GOAL
Print each of the records below word for word, leaving out the pictures.

GIVEN RECORDS
----------
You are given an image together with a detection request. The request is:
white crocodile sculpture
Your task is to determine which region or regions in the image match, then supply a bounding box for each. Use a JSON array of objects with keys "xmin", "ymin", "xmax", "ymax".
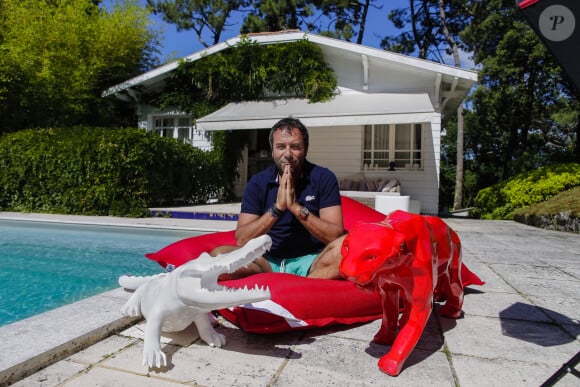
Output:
[{"xmin": 119, "ymin": 235, "xmax": 272, "ymax": 367}]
----------
ANSWER IN FULL
You are given an image together with a detection request. The request is:
white crocodile sculpture
Your task is to determine which region or regions in the image match, then supply a bounding box for each. Use a JSON array of objects with keys "xmin", "ymin", "xmax", "ymax".
Output:
[{"xmin": 119, "ymin": 235, "xmax": 272, "ymax": 367}]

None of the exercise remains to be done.